■ SHORT EXERCISE
Rescale the listing below, starting with the line that contains "Practice step: point at the shopping" and going on through the end of the listing. Write those lines again, keeping the requests unchanged, but multiply every coordinate in the answers by 0.4 and round each result to a whole number, with halves rounded up.

Stored items from a collection
--- start ---

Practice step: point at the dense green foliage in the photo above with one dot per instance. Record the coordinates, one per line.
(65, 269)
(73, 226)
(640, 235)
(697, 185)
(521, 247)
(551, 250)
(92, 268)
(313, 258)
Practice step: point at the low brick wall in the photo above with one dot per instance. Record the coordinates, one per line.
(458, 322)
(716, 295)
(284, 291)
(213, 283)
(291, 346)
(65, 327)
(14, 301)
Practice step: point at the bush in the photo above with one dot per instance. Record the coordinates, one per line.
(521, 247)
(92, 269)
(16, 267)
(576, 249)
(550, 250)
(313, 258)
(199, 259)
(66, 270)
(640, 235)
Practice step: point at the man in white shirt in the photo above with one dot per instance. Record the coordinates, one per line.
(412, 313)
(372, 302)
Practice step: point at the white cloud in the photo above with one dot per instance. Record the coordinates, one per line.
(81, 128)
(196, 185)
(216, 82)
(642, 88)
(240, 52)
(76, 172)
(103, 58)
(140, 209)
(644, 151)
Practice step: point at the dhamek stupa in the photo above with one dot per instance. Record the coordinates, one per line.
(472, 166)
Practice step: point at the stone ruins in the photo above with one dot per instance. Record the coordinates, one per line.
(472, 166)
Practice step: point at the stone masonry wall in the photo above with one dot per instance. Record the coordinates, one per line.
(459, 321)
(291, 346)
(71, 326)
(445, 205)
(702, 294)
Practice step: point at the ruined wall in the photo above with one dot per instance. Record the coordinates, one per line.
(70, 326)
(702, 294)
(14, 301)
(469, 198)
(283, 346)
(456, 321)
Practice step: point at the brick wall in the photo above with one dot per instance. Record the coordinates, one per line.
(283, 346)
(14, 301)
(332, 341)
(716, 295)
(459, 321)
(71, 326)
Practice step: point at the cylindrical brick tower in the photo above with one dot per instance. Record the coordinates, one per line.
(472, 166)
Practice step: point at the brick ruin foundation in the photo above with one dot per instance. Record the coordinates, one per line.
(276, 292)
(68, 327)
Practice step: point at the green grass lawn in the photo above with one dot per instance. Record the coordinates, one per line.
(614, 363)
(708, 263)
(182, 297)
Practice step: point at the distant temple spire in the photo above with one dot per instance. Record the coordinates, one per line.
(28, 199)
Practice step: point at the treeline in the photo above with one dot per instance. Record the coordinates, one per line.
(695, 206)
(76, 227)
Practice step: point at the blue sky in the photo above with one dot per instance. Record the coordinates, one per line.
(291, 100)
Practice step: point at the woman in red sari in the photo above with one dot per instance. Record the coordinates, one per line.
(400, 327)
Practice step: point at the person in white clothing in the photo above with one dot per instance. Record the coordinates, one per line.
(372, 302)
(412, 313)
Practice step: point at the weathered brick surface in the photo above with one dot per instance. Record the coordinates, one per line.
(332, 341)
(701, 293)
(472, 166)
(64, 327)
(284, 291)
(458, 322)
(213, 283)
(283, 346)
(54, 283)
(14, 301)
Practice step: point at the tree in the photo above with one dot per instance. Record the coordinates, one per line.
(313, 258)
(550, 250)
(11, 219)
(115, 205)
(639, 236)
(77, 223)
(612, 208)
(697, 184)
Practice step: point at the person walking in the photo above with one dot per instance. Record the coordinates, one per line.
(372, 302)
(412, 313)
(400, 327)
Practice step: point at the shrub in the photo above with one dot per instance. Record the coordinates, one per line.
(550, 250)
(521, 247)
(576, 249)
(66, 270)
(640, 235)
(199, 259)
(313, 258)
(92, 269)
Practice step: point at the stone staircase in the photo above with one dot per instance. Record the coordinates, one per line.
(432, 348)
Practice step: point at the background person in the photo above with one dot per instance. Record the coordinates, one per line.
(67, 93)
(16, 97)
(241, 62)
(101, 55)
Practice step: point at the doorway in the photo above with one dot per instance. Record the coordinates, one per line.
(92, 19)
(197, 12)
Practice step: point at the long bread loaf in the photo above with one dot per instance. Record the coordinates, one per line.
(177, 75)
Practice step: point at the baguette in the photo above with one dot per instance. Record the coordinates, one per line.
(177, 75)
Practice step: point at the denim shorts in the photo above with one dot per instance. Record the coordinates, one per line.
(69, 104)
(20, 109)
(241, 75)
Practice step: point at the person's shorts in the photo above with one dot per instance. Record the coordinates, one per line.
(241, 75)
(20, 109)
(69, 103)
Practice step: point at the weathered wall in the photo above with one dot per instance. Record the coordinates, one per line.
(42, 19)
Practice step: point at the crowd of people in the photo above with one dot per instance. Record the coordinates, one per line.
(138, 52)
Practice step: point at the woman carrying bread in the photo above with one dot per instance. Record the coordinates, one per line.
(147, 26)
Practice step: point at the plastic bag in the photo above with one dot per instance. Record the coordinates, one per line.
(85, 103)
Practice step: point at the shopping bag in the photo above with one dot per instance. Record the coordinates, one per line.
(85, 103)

--- end ---

■ EXERCISE RESULT
Practice step: point at the shopping bag in the photo above with one dot per instance. Record the coordinates, one per line.
(34, 41)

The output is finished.